**Anweisungen und Vorgaben**: Formatiere die Daten vom Anfang bis einschließlich der Zeile mit „(1060, 100)“ als JSON-Liste von Zeichenketten, eine pro Zeile. Leerzeilen lässt du weg.

Beschriftungen der Objektpunkte:
----

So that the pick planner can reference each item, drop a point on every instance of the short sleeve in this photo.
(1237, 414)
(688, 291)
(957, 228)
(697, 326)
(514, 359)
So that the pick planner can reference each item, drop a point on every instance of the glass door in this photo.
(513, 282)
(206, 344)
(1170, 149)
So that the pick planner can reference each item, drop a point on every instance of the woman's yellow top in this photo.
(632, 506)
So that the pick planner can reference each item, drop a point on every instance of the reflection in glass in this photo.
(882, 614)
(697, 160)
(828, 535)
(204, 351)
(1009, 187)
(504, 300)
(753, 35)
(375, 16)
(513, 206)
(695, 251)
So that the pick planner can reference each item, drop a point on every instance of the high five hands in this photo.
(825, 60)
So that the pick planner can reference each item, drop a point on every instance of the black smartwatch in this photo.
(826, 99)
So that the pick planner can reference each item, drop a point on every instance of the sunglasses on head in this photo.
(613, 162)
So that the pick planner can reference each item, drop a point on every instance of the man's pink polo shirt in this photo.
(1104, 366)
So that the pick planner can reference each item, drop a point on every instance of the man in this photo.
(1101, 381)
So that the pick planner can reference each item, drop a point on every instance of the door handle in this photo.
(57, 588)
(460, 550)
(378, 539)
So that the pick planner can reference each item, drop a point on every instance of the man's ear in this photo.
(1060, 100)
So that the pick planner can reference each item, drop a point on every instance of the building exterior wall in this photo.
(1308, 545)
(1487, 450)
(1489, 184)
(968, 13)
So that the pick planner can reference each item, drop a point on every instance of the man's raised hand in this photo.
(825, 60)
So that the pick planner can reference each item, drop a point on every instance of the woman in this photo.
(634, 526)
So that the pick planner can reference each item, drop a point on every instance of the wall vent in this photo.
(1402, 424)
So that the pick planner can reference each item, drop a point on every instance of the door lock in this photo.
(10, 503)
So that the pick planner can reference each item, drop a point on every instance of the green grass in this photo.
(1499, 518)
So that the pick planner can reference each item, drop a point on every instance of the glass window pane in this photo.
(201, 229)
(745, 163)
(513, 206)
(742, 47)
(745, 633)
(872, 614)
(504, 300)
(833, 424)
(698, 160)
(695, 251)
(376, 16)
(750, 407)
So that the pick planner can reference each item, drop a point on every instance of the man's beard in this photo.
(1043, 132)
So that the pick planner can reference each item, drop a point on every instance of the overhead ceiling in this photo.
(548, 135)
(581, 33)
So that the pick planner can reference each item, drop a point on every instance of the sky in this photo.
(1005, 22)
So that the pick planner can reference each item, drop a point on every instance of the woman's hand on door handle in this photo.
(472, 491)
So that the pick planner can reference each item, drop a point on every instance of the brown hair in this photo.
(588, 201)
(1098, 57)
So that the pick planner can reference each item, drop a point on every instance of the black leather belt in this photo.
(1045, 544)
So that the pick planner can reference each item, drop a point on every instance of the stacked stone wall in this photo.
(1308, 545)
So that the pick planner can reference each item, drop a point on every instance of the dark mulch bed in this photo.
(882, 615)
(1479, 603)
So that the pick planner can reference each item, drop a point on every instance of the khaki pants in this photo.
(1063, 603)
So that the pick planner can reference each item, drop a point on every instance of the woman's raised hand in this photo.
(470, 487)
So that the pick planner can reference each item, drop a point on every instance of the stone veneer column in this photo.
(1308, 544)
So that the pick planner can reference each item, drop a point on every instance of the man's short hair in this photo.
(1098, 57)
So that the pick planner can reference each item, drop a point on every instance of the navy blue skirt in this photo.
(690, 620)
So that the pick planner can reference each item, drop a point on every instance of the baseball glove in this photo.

----

**Fertige Lösung**:
[
  "So that the pick planner can reference each item, drop a point on every instance of the short sleeve in this photo.",
  "(1237, 414)",
  "(688, 291)",
  "(957, 228)",
  "(697, 326)",
  "(514, 359)",
  "So that the pick planner can reference each item, drop a point on every instance of the glass door in this photo.",
  "(513, 282)",
  "(206, 344)",
  "(1170, 149)",
  "So that the pick planner can reference each item, drop a point on every instance of the woman's yellow top in this photo.",
  "(632, 506)",
  "So that the pick planner can reference each item, drop a point on every instance of the reflection in glass in this photo.",
  "(882, 614)",
  "(697, 160)",
  "(828, 535)",
  "(204, 351)",
  "(1009, 187)",
  "(504, 300)",
  "(753, 35)",
  "(375, 16)",
  "(513, 206)",
  "(695, 251)",
  "So that the pick planner can reference each item, drop a point on every instance of the high five hands in this photo.",
  "(825, 60)",
  "So that the pick planner can reference each item, drop a point on every instance of the black smartwatch in this photo.",
  "(826, 99)",
  "So that the pick planner can reference each item, drop a point on every instance of the sunglasses on head in this photo.",
  "(613, 162)",
  "So that the pick planner can reference each item, drop a point on every instance of the man's pink polo shirt in this photo.",
  "(1104, 366)",
  "So that the pick planner can reference each item, drop a point on every instance of the man in this photo.",
  "(1101, 381)",
  "So that the pick planner can reference each item, drop a point on every instance of the door handle in this photo.",
  "(57, 588)",
  "(460, 550)",
  "(378, 539)",
  "So that the pick planner can reference each item, drop a point on every instance of the man's ear in this photo.",
  "(1060, 100)"
]